Problem description
Please find every line in the records below that contains the word "innermost", and copy it.

======== Data records

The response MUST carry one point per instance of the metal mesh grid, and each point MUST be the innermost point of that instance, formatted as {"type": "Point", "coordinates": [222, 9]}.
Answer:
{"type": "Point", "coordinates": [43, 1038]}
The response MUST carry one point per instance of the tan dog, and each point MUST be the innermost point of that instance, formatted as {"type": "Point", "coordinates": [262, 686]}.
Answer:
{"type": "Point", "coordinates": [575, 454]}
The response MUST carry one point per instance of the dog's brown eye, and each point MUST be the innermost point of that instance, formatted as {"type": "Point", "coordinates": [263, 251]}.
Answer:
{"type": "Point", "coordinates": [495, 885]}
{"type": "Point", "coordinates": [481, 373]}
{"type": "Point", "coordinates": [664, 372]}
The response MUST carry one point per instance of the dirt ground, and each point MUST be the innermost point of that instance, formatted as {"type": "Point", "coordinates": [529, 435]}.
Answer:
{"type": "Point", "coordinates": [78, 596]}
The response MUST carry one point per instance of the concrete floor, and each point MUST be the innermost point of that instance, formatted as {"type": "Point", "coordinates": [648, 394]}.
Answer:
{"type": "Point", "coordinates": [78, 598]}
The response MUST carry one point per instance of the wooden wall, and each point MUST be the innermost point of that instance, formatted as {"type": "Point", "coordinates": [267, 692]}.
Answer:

================
======== Data records

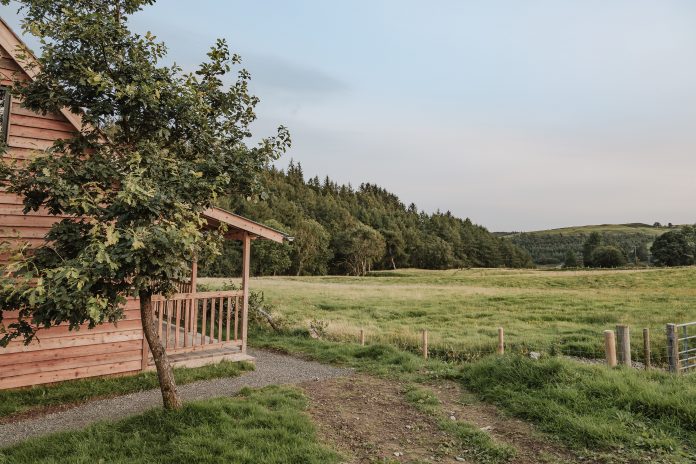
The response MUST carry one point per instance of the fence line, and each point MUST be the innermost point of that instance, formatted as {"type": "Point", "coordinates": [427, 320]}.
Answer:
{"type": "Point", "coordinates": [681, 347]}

================

Your response
The response MUST carry one point per instance of the metal mesh grid, and each point MUST be the innermost point of that instance, formatted as {"type": "Point", "coordinates": [222, 9]}.
The response MUST carry one point per instance of the tan dog, and each point MUST be the innermost point of that instance, formatted as {"type": "Point", "coordinates": [262, 686]}.
The response MUST carry one point per instance of the dog's brown eye, and each point MUST be the innermost point of that instance, formatted as {"type": "Point", "coordinates": [263, 251]}.
The response MUST carry one point per instance of the dirt ground, and each point MUST be the innermost point of that instance, formatted as {"type": "Point", "coordinates": [529, 435]}.
The response MUST carry one point per instance of the concrete floor, and each point MUST be the innermost point of that instance, formatted as {"type": "Point", "coordinates": [648, 394]}.
The response MUST carry one point per instance of the wooden wall, and each point MUST be the innermost point of that instance, formatted as {"type": "Point", "coordinates": [267, 692]}.
The response MUST carry one point per instance of the fence line, and each point MUST be the innermost point of that instance, formatted as {"type": "Point", "coordinates": [427, 320]}.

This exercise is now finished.